Exercise aim:
Retype every line of the data, keeping each word exactly.

Working data:
▼▼▼
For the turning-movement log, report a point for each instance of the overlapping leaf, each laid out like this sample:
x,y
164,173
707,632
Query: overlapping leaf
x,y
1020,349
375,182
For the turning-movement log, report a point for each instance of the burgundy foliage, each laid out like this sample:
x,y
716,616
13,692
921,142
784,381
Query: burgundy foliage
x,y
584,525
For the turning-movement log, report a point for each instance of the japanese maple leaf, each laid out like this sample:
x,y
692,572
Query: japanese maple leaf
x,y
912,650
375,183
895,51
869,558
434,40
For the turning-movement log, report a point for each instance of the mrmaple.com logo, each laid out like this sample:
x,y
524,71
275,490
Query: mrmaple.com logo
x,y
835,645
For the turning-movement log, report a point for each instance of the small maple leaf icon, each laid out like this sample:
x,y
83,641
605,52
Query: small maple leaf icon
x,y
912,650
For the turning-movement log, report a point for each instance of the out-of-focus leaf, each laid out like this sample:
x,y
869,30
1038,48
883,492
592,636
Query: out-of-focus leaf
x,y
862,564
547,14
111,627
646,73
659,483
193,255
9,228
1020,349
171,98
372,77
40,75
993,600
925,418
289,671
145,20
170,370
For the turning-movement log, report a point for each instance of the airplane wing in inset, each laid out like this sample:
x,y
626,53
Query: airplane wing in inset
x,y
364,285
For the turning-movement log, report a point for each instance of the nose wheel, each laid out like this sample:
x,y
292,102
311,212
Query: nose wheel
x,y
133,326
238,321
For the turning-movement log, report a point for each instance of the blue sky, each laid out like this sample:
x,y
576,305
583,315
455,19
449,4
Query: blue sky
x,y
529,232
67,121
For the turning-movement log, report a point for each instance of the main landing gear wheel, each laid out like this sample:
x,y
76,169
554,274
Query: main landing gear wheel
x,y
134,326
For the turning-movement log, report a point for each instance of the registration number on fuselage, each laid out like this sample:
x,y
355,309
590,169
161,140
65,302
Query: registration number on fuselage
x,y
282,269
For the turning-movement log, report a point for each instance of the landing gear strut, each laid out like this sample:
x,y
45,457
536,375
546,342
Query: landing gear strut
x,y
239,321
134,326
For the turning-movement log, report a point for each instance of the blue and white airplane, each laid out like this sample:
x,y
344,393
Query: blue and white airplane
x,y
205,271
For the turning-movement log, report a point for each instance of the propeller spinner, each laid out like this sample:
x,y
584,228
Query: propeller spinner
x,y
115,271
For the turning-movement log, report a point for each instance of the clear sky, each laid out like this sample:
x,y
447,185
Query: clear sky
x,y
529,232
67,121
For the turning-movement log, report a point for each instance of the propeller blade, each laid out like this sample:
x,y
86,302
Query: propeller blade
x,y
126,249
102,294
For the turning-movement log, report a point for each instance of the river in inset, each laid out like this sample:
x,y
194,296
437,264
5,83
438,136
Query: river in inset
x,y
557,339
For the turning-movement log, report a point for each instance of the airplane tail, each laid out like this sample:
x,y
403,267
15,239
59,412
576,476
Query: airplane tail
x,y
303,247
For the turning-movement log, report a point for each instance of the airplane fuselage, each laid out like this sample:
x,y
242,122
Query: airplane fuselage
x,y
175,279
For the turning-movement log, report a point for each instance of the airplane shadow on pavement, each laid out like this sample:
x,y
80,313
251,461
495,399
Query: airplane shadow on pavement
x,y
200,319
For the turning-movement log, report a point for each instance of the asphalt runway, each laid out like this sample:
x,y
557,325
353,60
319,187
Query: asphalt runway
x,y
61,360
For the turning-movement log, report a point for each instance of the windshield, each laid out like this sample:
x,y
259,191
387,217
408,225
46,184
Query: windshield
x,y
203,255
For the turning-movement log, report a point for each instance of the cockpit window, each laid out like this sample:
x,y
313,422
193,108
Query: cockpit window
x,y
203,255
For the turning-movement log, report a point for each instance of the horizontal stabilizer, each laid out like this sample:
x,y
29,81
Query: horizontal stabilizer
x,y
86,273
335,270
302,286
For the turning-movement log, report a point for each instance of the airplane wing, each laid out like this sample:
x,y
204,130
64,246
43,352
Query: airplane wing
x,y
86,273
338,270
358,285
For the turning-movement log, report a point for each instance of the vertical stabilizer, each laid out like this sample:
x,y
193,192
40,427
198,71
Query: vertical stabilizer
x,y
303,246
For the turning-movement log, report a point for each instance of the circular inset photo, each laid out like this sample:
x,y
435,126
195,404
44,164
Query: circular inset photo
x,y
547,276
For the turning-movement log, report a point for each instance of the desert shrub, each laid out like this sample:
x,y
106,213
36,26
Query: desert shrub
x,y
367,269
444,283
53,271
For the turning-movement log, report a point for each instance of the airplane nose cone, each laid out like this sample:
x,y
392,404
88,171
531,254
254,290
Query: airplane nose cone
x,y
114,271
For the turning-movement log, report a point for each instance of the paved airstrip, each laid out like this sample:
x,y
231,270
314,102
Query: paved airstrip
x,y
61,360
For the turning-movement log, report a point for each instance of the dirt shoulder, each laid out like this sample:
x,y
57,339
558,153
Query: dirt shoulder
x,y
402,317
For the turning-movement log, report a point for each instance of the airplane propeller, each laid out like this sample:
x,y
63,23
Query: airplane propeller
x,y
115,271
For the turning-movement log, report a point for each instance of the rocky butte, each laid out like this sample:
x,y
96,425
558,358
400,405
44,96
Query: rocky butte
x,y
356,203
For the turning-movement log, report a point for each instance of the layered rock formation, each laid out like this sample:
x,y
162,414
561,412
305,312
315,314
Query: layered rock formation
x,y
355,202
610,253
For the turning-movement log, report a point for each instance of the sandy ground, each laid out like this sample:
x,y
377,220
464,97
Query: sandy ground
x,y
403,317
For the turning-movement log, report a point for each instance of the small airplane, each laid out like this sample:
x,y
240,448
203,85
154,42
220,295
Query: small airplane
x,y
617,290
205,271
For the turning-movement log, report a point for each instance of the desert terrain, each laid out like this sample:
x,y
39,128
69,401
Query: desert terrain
▲▲▲
Answer:
For the turning-movement log, report a point for each instance of the overlapping leaf, each laid out like this sample:
x,y
164,173
707,632
Query: overlapping leaf
x,y
1020,349
375,182
For the turning-movement log, report a point for each instance of the burgundy foliage, each laid out like this sample:
x,y
716,616
13,692
921,142
784,381
Query: burgundy foliage
x,y
584,525
For the turning-movement log, report a point for each instance of the japanese maple leaf, each laid out like this sample:
x,y
692,572
Query: japanese maple leaf
x,y
912,650
375,183
895,51
869,558
434,40
For the turning-movement log, report a point for each instance of the mrmaple.com logo, each laid out like this sample:
x,y
524,71
275,490
Query: mrmaple.com logo
x,y
835,645
For the turning-movement log, report a point for each instance of the small maple leaf icon, each laid out like this sample:
x,y
83,641
605,52
Query: small maple leaf icon
x,y
912,650
For the turning-movement log, report a point for each instance of the out-of-focus leaf, each laid out like this sample:
x,y
869,30
1038,48
883,492
592,636
Query: out-of-focus leaf
x,y
862,564
547,14
111,627
646,73
659,483
193,255
9,228
1020,349
171,98
372,77
40,75
993,600
925,418
289,671
145,20
170,370
For the turning-movement log, report a point for each instance of the airplane wing in inset, each laid out like this sample:
x,y
626,53
Query: airplane wing in inset
x,y
364,285
For the turning-movement log, report a point for each instance of the nose wheel, each laid out like this sample:
x,y
292,102
311,212
Query: nose wheel
x,y
133,326
238,321
For the turning-movement log, report a point for each instance of the blue sky, each laid out like this sample:
x,y
576,305
583,315
455,19
449,4
Query: blue sky
x,y
529,232
67,121
For the turning-movement log, report a point for each instance of the main landing gear wheel, each laid out like this sample:
x,y
76,169
554,274
Query: main landing gear wheel
x,y
134,326
For the turning-movement log, report a point for each instance of the registration number on fuselage, each laid out like this sample:
x,y
355,309
590,169
161,140
65,302
Query: registration number on fuselage
x,y
282,269
For the turning-movement log, report a point for each instance of the landing gear strut, each laid out like this sample:
x,y
45,457
536,375
546,342
Query: landing gear strut
x,y
239,321
134,326
For the turning-movement log, report a point for each instance of the blue and white airplane, each laid out like this sample:
x,y
344,393
Query: blue and white airplane
x,y
205,271
For the turning-movement log, report a point for each instance of the propeller spinner, each laid out like this sample:
x,y
584,228
Query: propeller spinner
x,y
115,271
For the turning-movement log, report a point for each instance of the clear sky, each laid out like this sample:
x,y
447,185
Query: clear sky
x,y
529,232
67,121
For the turning-movement log, report a point for each instance of the propeller blade, each laid out like this sample:
x,y
86,302
Query: propeller blade
x,y
126,249
102,294
For the turning-movement log, report a point for each instance of the river in inset, each laid out like this sample:
x,y
194,296
437,264
5,83
438,136
Query: river in inset
x,y
557,339
For the turning-movement log, report a point for each instance of the airplane tail, each laid out like this sample:
x,y
403,267
15,239
59,412
576,476
Query: airplane tail
x,y
303,247
For the turning-movement log, report a point for each instance of the airplane fuselage, each laid out like this sample:
x,y
242,122
Query: airplane fuselage
x,y
175,279
For the turning-movement log, report a point for each instance of the airplane shadow on pavement, each laid out like this sample:
x,y
80,313
251,461
495,399
Query: airplane shadow on pavement
x,y
200,319
For the turning-movement log, report a point for each instance of the asphalt runway, each laid out like this sample:
x,y
557,325
353,60
319,187
Query: asphalt runway
x,y
61,360
For the turning-movement log, report a point for each instance of the windshield, each laid out like this sample:
x,y
259,191
387,217
408,225
46,184
Query: windshield
x,y
203,255
For the turning-movement log, report a point for each instance of the cockpit window, each laid out like this sample:
x,y
313,422
193,108
Query: cockpit window
x,y
203,255
For the turning-movement log, report a point for each instance of the horizontal stabilizer, each laid out like this sample:
x,y
29,81
Query: horizontal stabilizer
x,y
86,273
335,270
302,286
For the turning-movement log, report a point for each instance of the airplane wing, each laid out like this sample:
x,y
204,130
64,246
43,352
Query: airplane wing
x,y
86,273
338,270
358,285
For the turning-movement log, report a point for each instance of the vertical stabilizer, each laid out like this sample:
x,y
193,192
40,427
198,71
Query: vertical stabilizer
x,y
303,246
For the turning-movement log, report a point for each instance of the circular inset photo, each laid out like this sample:
x,y
435,126
195,404
44,164
Query: circular inset photo
x,y
547,276
For the turning-movement log, report a point for each instance of the desert shrub, each laid out like this sample:
x,y
106,213
36,26
Query: desert shrub
x,y
367,269
444,283
53,271
For the turning-movement log, report a point for each instance of the airplane nose cone, each laid out like this sample:
x,y
392,404
88,171
531,254
254,290
Query: airplane nose cone
x,y
114,271
For the turning-movement log, report a point for each instance of the paved airstrip, each laid out like this sample:
x,y
231,270
314,102
Query: paved airstrip
x,y
61,360
For the turning-movement log, report a point for each instance of the dirt shoulder, each laid out like this sample:
x,y
57,339
558,153
Query: dirt shoulder
x,y
402,317
For the turning-movement log, report a point for each instance of the airplane propeller, each laid out like this sample:
x,y
63,23
Query: airplane propeller
x,y
115,271
For the turning-movement log, report a point for each instance of the rocky butte, each laid out like this sample:
x,y
96,425
558,358
400,405
44,96
Query: rocky butte
x,y
356,203
For the turning-movement log, report a point for each instance of the layered rock formation, each laid out like this sample:
x,y
162,414
561,412
305,312
315,314
Query: layered rock formation
x,y
355,202
610,253
For the turning-movement log, report a point for each instance of the sandy ground, each laid out like this sample:
x,y
377,220
464,97
Query: sandy ground
x,y
403,317
For the turning-movement log, report a point for each instance of the small airplane, each laid out like this sample:
x,y
240,448
203,85
154,42
220,295
Query: small airplane
x,y
617,290
205,271
For the turning-movement log, report a point for each instance of the desert terrain, each laid out like this sample:
x,y
39,128
69,401
Query: desert terrain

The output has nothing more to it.